EXCERPTED PASSAGE:
-- begin --
When a New York Times editor was forced to resign for publishing a sitting senator’s op-ed in the turbulent summer of 2020, it underscored a climate of fear where unorthodox ideas were being purged from mainstream platforms. In that moment, Substack emerged not just as a tool, but as a declared bastion for free speech, offering a lifeline to writers and thinkers who were being “summarily tossed” from their institutions. This foundational commitment to independence—paired with a simple economic model—became the catalyst for reimagining how culture gets made and funded on the internet.

At its core, Substack’s mission is to create a new economic engine for culture, shifting power from algorithmic, ad-driven platforms to individual creators. Co-founder Chris Best describes the platform’s origin as an attempt to solve the “cold start problem” for writing: making it dead simple to launch a paid newsletter was the minimal viable product for a much grander vision. This vision sees the direct, paid relationship between creator and audience as a form of creative freedom, allowing writers to bypass the need to “please the algorithm” and instead take creative risks supported by their subscribers’ trust. What began as “blogging with a business model” has evolved into a multi-format network encompassing podcasts and video, all centered on that principle of direct connection.
-- end --
EXERCISE TASKS:
1. Condense the paragraph of the Substack passage that begins "At its core, Substack's mission" into a short bulleted list that keeps its main facts.
2. Summarize the Substack passage in two sentences.

DATA RECORDS:
-- begin --
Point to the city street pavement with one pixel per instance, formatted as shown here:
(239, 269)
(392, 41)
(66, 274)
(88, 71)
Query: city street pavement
-- end --
ANSWERS TO EACH TASK:
1.
- Substack's mission is to build a new economic engine for culture, moving power from algorithmic, ad-driven platforms to individual creators.
- Co-founder Chris Best says the platform began as a way to solve the "cold start problem" for writing, with easy paid newsletters as the minimal viable product for a larger vision.
- That vision treats the direct, paid creator-audience relationship as creative freedom, letting writers skip pleasing the algorithm and take risks backed by subscribers' trust.
- What started as "blogging with a business model" has grown into a network that includes podcasts and video, all built on direct connection.

2. In the summer of 2020, when unorthodox ideas were being purged from mainstream platforms, Substack emerged as a declared bastion for free speech and a lifeline for writers pushed out of their institutions. Its mission is to shift power from algorithmic, ad-driven platforms to individual creators through direct, paid relationships with audiences, and it has grown from paid newsletters into a network that also includes podcasts and video.